The required answer is every line of the data containing the word "dirt".

(Excerpts from a dataset)
┄┄┄┄┄┄

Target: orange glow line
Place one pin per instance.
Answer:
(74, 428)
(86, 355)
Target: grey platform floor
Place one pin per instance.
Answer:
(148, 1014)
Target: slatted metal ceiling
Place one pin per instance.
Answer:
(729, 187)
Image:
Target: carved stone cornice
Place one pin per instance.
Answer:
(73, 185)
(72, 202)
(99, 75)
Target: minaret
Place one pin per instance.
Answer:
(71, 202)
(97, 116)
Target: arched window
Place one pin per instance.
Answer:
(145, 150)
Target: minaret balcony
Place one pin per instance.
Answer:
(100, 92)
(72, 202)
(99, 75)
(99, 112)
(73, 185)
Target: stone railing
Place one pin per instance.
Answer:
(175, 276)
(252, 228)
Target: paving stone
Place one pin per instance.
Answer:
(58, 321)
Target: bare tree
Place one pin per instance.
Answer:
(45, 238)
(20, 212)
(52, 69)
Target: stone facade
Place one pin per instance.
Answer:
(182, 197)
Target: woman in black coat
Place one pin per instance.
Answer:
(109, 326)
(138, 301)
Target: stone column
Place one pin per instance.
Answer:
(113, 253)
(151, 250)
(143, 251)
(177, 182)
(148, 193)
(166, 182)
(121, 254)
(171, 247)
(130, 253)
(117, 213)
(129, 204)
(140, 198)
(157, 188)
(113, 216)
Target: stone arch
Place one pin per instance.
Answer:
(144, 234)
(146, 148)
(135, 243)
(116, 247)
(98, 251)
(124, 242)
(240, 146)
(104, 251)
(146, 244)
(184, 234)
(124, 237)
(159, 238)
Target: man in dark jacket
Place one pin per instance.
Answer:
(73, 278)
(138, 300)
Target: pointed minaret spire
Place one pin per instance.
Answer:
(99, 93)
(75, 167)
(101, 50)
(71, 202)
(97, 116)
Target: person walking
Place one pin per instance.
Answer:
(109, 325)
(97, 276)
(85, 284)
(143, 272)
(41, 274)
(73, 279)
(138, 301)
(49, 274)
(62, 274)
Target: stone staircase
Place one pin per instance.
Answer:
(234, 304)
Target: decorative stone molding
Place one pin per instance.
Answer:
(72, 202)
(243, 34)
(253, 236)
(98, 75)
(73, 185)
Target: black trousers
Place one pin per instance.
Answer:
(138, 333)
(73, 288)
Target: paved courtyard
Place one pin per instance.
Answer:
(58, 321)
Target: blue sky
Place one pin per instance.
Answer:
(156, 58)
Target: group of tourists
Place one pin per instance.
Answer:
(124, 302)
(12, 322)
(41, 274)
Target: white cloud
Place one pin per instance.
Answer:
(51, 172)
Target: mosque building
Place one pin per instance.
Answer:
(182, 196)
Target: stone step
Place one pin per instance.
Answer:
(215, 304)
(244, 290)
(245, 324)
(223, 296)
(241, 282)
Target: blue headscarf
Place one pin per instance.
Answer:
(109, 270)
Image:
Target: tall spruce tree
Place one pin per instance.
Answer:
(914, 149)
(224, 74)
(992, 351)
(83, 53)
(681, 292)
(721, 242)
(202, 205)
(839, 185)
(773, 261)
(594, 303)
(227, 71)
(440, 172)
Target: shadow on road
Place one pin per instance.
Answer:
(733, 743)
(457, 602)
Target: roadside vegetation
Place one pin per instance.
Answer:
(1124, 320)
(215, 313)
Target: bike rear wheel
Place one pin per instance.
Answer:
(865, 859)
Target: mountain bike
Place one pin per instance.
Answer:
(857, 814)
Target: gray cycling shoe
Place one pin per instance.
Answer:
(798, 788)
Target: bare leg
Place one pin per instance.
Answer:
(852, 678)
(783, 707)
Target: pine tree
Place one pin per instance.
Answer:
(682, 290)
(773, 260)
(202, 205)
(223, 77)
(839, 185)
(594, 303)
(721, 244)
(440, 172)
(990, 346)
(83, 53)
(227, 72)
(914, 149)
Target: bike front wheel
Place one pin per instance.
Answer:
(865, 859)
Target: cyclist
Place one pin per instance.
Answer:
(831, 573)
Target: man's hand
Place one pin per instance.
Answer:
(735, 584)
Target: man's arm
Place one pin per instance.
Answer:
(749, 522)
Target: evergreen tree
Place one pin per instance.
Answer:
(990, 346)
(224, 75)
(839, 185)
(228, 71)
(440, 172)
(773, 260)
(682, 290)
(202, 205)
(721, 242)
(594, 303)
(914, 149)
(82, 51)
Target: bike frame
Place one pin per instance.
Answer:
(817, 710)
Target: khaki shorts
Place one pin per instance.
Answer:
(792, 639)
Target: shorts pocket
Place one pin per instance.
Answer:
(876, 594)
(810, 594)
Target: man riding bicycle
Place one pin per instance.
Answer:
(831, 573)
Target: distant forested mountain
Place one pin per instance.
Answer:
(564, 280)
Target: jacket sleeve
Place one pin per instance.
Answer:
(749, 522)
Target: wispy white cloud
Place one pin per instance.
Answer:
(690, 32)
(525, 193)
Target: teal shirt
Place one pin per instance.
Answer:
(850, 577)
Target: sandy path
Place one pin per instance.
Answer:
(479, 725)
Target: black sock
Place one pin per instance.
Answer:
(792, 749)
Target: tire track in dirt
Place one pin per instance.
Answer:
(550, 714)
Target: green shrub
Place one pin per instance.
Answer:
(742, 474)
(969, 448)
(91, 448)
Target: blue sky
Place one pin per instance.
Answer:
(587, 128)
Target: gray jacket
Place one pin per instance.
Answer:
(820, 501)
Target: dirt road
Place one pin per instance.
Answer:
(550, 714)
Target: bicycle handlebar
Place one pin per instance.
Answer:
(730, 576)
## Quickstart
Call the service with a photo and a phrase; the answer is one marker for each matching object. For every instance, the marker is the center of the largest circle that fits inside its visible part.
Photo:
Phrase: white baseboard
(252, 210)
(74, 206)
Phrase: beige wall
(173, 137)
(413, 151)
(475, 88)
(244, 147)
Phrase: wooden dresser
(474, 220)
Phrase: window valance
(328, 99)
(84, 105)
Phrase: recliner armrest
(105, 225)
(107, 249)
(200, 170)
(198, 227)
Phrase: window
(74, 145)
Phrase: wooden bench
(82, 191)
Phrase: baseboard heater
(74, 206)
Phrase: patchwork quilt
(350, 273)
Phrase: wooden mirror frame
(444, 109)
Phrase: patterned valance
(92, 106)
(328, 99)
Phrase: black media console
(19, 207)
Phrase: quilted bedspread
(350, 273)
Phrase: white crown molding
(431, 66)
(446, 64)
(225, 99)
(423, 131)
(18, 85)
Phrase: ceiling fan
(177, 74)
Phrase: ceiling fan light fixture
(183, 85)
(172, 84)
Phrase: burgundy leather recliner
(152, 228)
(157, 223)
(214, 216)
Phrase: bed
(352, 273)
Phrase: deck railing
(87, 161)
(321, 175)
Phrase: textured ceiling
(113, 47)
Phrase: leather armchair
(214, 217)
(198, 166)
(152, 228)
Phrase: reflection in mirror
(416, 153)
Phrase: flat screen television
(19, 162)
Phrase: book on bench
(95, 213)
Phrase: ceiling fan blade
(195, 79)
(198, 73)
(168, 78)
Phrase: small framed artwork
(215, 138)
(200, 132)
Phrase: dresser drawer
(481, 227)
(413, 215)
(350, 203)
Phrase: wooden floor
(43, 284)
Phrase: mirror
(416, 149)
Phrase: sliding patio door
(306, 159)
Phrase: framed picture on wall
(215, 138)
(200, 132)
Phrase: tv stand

┄┄┄┄┄┄

- [RESULT FOR THIS EXERCISE]:
Target: tire track in dirt
Target: dirt road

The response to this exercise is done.